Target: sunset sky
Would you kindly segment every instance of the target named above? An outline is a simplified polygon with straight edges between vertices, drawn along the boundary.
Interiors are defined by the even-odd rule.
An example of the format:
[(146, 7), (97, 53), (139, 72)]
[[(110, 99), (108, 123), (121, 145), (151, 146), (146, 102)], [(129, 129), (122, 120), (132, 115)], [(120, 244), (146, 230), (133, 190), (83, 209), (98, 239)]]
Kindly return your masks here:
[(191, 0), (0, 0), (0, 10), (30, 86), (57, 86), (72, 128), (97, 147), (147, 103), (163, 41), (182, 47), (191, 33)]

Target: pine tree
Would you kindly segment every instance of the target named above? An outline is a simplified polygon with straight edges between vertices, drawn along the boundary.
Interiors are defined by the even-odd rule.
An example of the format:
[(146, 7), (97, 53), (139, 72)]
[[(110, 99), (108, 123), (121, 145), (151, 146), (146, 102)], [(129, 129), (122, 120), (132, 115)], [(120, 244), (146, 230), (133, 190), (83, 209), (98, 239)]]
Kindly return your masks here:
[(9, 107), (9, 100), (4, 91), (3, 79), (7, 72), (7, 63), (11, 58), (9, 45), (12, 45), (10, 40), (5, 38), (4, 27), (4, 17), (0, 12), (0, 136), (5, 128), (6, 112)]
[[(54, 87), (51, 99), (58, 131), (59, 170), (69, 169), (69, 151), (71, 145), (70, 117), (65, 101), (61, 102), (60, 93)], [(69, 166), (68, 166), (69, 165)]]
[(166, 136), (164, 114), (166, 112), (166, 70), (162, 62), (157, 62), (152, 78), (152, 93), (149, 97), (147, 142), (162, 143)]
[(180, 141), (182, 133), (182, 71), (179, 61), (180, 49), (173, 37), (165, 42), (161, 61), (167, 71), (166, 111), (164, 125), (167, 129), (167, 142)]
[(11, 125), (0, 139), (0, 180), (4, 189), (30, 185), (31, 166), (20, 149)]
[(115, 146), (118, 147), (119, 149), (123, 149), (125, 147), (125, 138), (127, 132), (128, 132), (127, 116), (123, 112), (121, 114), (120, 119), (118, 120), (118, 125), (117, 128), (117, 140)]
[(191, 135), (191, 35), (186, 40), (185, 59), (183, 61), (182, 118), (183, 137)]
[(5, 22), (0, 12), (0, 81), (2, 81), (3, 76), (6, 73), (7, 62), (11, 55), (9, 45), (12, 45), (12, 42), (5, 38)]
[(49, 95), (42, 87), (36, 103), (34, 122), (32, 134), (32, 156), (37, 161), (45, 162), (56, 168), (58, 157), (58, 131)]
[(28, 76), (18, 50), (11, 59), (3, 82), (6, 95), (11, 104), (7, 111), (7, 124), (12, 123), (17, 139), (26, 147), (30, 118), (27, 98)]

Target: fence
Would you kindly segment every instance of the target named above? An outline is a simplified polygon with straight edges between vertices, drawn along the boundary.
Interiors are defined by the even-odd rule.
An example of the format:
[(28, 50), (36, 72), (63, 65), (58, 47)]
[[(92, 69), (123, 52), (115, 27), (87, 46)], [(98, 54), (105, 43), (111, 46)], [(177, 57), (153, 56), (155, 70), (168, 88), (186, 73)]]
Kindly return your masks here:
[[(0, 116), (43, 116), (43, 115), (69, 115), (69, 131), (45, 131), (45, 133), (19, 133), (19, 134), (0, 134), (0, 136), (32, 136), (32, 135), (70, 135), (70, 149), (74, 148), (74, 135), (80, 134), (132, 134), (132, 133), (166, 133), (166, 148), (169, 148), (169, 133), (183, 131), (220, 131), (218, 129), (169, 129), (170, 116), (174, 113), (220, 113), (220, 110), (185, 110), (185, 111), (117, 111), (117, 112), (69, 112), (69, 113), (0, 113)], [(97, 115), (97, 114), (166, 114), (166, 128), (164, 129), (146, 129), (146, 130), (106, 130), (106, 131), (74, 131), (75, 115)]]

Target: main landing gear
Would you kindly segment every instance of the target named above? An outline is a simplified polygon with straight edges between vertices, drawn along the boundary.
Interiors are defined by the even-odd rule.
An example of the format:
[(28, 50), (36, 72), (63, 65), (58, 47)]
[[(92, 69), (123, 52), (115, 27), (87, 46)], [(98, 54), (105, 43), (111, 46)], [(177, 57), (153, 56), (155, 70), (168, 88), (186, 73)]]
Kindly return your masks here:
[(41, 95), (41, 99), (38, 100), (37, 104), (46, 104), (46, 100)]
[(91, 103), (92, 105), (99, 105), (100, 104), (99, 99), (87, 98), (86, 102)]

**What is needed:** Copy every line of the listing above verbatim.

**Answer for the task:**
Target: sunset sky
Would you kindly segment every instance of the target named above? An outline is a simplified polygon with straight edges between vertices, drawn along the boundary.
Interiors are defined by the even-odd rule.
An example of the format:
[(146, 7), (97, 53), (139, 72)]
[[(110, 99), (108, 123), (121, 145), (151, 146), (146, 102)], [(129, 129), (122, 120), (132, 115)], [(120, 244), (146, 230), (133, 190), (83, 209), (98, 239)]]
Kindly return your masks here:
[(191, 0), (0, 0), (0, 10), (30, 86), (57, 86), (72, 128), (97, 147), (147, 103), (163, 41), (182, 47), (191, 33)]

Target: pine tree
Would you kindly segment every instance of the target named above? An outline is a simplified polygon with straight edges between vertices, drawn along the boundary.
Interiors are defined by the even-odd rule.
An example of the format:
[(146, 7), (97, 53), (139, 72)]
[[(110, 99), (108, 123), (121, 145), (151, 146), (146, 102)], [(129, 129), (122, 120), (132, 115)], [(120, 244), (146, 230), (133, 190), (83, 209), (98, 239)]]
Kindly return your masks here:
[(9, 107), (9, 100), (4, 91), (3, 79), (7, 72), (7, 63), (11, 58), (9, 45), (12, 45), (10, 40), (5, 38), (4, 27), (4, 17), (0, 12), (0, 136), (5, 128), (6, 112)]
[[(54, 87), (51, 99), (58, 131), (59, 170), (69, 169), (69, 151), (71, 145), (70, 117), (65, 101), (61, 102), (60, 93)], [(69, 166), (68, 166), (69, 165)]]
[(166, 136), (164, 114), (166, 112), (166, 70), (162, 62), (157, 62), (152, 78), (152, 93), (149, 97), (147, 142), (162, 143)]
[(180, 141), (182, 133), (182, 71), (179, 61), (180, 49), (173, 37), (165, 42), (161, 61), (167, 71), (166, 111), (164, 125), (167, 129), (167, 142)]
[(11, 125), (0, 139), (0, 180), (4, 189), (30, 185), (31, 166), (20, 149)]
[(115, 146), (118, 147), (119, 149), (123, 149), (125, 147), (125, 138), (127, 132), (128, 132), (127, 116), (123, 112), (121, 114), (120, 119), (118, 120), (118, 125), (117, 128), (117, 140)]
[(191, 135), (191, 35), (186, 40), (185, 59), (183, 61), (182, 118), (183, 137)]
[(5, 22), (0, 12), (0, 81), (2, 81), (3, 76), (6, 73), (7, 62), (11, 55), (9, 45), (12, 45), (12, 42), (5, 38)]
[(49, 95), (42, 87), (36, 103), (34, 122), (32, 134), (32, 156), (37, 161), (45, 162), (56, 168), (58, 157), (58, 131)]
[(28, 76), (18, 50), (11, 59), (3, 82), (6, 95), (11, 104), (7, 111), (7, 124), (12, 123), (17, 139), (26, 147), (30, 118), (27, 98)]

Target: fence
Would you kindly segment every instance of the target named above? An outline is a simplified polygon with straight edges between vertices, drawn along the boundary.
Interiors are defined by the even-odd rule.
An example of the format:
[(28, 50), (36, 72), (63, 65), (58, 47)]
[[(92, 69), (123, 52), (115, 27), (87, 46)], [(98, 54), (105, 43), (111, 46)], [(177, 57), (153, 56), (155, 70), (168, 88), (186, 73)]]
Kindly return your masks here:
[[(0, 116), (43, 116), (43, 115), (69, 115), (69, 131), (45, 131), (45, 133), (19, 133), (19, 134), (0, 134), (0, 136), (32, 136), (32, 135), (70, 135), (70, 149), (74, 148), (74, 135), (80, 134), (132, 134), (132, 133), (166, 133), (166, 148), (169, 148), (169, 133), (183, 131), (220, 131), (218, 129), (169, 129), (170, 116), (174, 113), (220, 113), (220, 110), (185, 110), (185, 111), (117, 111), (117, 112), (69, 112), (69, 113), (0, 113)], [(97, 115), (97, 114), (166, 114), (166, 128), (164, 129), (146, 129), (146, 130), (106, 130), (106, 131), (74, 131), (75, 115)]]

Target: main landing gear
Would you kindly segment every instance of the target named above? An outline is a simplified polygon with straight edges between vertices, drawn along the boundary.
Interiors are defined by the even-odd rule.
An example of the format:
[(28, 50), (36, 72), (63, 65), (58, 47)]
[[(92, 69), (123, 52), (115, 27), (87, 46)], [(98, 54), (105, 43), (111, 46)], [(177, 57), (153, 56), (155, 70), (168, 88), (186, 73)]]
Kindly return your masks here:
[(41, 95), (41, 99), (38, 100), (37, 104), (46, 104), (46, 100)]
[(91, 103), (92, 105), (99, 105), (100, 104), (99, 99), (87, 98), (86, 102)]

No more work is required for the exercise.